= Norman Tucker =

Tucker with Lotte Lenya at Sadler's Wells Theatre, 1958

Norman Walter Gwynn Tucker CBE (24 April 1910 – 10 August 1978) was an English musician, administrator and translator. Trained as a concert pianist, he was invited to join Sadler's Wells Opera in 1947 in an administrative role, and from 1948 to 1966 he was the managerial head of the company.

His translations of operas new to the repertoire and fresh translations of repertoire works were performed by the company at Sadler's Wells Theatre and, after his retirement and the company's move, at the London Coliseum.

==Early years==
Tucker was born in the London suburb of Wembley, the son of Walter Edwin Tucker and his wife Agnes Janet. He was educated at St Paul’s School, London, New College, Oxford, and the Royal College of Music. He graduated from the last with a performance of Brahms's Second Piano Concerto conducted by Sir Thomas Beecham.

==Piano career==
From 1935 until the Second World War he pursued a career as a concert pianist. During the war he served first as a stretcher-bearer in a hospital and then as private secretary to successive Chancellors of the Exchequer, Sir Kingsley Wood, Sir John Anderson and Hugh Dalton. After the war, Tucker resumed his career as a pianist, but in 1947 the conductor James Robertson invited him to join Sadler’s Wells Opera as joint director with himself and his co-conductor Michael Mudie. They were dubbed "the three Norns" by the company.

==Administrative career==
The two conductors soon handed over all administrative responsibility to Tucker, who ran the company from 1948 until 1966. His experience at HM Treasury was valuable in the company's frequent negotiations with the Arts Council which dispensed the scarce public subsidies for the arts, and Tucker did much to secure the funding necessary for the survival of Sadler's Wells in the 1950s and 1960s. For the company Tucker provided new translations to replace some of the stilted old ones, and translated other libretti into English for the first time. Prominent among the latter was Piave's libretto for Verdi's Simon Boccanegra of which Sadler's Wells gave the British premiere in 1948. Other Verdi operas he translated were Luisa Miller and Don Carlos. Tucker was enthusiastic about the operas of Janáček (as was one of the company's rising young conductors, Charles Mackerras) and he translated Katya Kabanova, The Cunning Little Vixen and The Makropulos Affair for their Sadler’s Wells premieres.

Tucker laid great emphasis on the dramatic side of opera, and was proud of attracting leading theatre directors to work at Sadler's Wells; they included Michel Saint-Denis, Glen Byam Shaw and George Devine. He introduced operetta to the company's repertoire. It proved a financial blessing. The success of The Merry Widow saved the company from financial crisis in 1958. That box-office hit, followed by another with Orpheus in the Underworld (1960), made him determined to stage Gilbert and Sullivan as soon the operas came out of copyright and the D'Oyly Carte Company's monopoly ceased at the end of 1961. Iolanthe and The Mikado (both 1962) were box-office successes, and popular with the company, though less so with the higher-minded members of the Sadler's Wells board.

==Forced retirement==
Other tensions between Tucker and the board, combined with his great disappointment when a plan for a new opera house on the South Bank of the Thames was abandoned, badly affected his health. He began to drink excessively, and his contract was terminated by the board on 8 March 1966. He was succeeded by his deputy, Stephen Arlen.

==Death==
After his enforced retirement, Tucker continued to have ties with the company, making further translations including another Janáček opera, The Excursions of Mr. Brouček (1978). By the time the piece was staged, Tucker had died, aged 68; the first night was dedicated to his memory.
++++
[Requirement 1] According to the Norman Tucker article, who succeeded Tucker after the board terminated his contract?
[Requirement 2] Retype the section of the Norman Tucker article that opens with the words containing "His translations of" and closes with "the London Coliseum.".
[Requirement 3] Based on the Norman Tucker article, why did Tucker's time at HM Treasury prove useful to Sadler's Wells?

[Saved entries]
++++
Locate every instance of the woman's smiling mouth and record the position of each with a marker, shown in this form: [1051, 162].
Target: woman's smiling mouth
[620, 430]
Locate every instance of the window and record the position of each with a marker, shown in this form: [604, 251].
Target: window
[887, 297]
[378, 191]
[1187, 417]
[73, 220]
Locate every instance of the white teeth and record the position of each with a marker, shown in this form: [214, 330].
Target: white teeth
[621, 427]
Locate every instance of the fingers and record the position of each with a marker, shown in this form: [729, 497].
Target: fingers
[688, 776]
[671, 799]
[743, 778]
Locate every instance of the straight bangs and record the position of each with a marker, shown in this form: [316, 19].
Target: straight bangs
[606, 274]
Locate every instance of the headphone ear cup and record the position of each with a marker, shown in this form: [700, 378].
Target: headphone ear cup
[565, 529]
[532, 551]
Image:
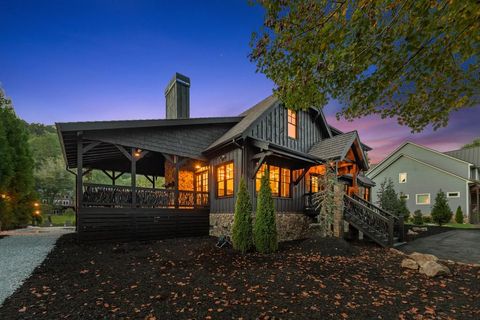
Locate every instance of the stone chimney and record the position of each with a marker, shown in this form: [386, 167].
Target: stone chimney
[177, 95]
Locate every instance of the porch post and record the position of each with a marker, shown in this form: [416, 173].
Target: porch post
[79, 182]
[133, 177]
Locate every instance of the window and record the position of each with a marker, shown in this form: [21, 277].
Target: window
[292, 124]
[280, 179]
[422, 198]
[404, 196]
[314, 183]
[453, 194]
[225, 180]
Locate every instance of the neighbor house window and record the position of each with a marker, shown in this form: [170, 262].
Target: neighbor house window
[422, 198]
[292, 124]
[404, 196]
[225, 180]
[453, 194]
[280, 180]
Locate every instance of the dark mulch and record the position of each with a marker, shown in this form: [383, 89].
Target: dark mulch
[192, 279]
[431, 230]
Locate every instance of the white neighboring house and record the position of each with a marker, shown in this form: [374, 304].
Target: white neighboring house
[418, 173]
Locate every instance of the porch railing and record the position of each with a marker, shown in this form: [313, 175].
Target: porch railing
[99, 195]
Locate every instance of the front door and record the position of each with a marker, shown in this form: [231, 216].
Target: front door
[201, 188]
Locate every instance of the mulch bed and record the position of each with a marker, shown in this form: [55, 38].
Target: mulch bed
[192, 279]
[431, 230]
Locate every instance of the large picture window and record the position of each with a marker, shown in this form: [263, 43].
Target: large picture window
[292, 124]
[280, 180]
[225, 180]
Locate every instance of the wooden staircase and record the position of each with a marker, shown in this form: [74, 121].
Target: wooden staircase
[381, 226]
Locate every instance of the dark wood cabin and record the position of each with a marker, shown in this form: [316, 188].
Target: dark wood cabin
[202, 161]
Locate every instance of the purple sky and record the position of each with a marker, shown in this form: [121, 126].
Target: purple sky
[102, 60]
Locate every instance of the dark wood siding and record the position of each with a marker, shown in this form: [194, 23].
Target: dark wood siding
[140, 224]
[224, 205]
[272, 127]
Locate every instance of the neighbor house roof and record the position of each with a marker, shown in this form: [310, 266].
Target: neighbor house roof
[249, 117]
[471, 155]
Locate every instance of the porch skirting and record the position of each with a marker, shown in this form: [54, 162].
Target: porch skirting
[290, 225]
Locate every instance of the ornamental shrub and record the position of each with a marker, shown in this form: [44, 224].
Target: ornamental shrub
[242, 220]
[265, 228]
[417, 217]
[459, 215]
[441, 212]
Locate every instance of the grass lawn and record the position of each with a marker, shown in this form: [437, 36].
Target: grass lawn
[59, 220]
[190, 278]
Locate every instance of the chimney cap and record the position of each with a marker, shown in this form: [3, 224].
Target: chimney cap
[177, 77]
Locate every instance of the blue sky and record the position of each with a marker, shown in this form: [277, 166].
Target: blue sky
[101, 60]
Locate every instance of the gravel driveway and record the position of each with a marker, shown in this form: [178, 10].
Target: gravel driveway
[461, 245]
[21, 252]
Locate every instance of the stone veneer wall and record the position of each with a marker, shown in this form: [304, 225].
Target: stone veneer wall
[290, 226]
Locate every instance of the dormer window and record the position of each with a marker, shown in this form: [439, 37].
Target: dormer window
[292, 124]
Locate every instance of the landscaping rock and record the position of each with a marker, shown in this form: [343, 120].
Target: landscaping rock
[409, 264]
[422, 258]
[433, 269]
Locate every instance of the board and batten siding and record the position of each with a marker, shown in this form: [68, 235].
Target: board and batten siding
[272, 127]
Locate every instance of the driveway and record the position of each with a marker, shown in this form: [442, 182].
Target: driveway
++++
[Exercise solution 1] His deputy, Stephen Arlen.

[Exercise solution 2]
His translations of operas new to the repertoire and fresh translations of repertoire works were performed by the company at Sadler's Wells Theatre and, after his retirement and the company's move, at the London Coliseum.

[Exercise solution 3] His Treasury experience was valuable in the company's frequent negotiations with the Arts Council, which dispensed the scarce public subsidies for the arts.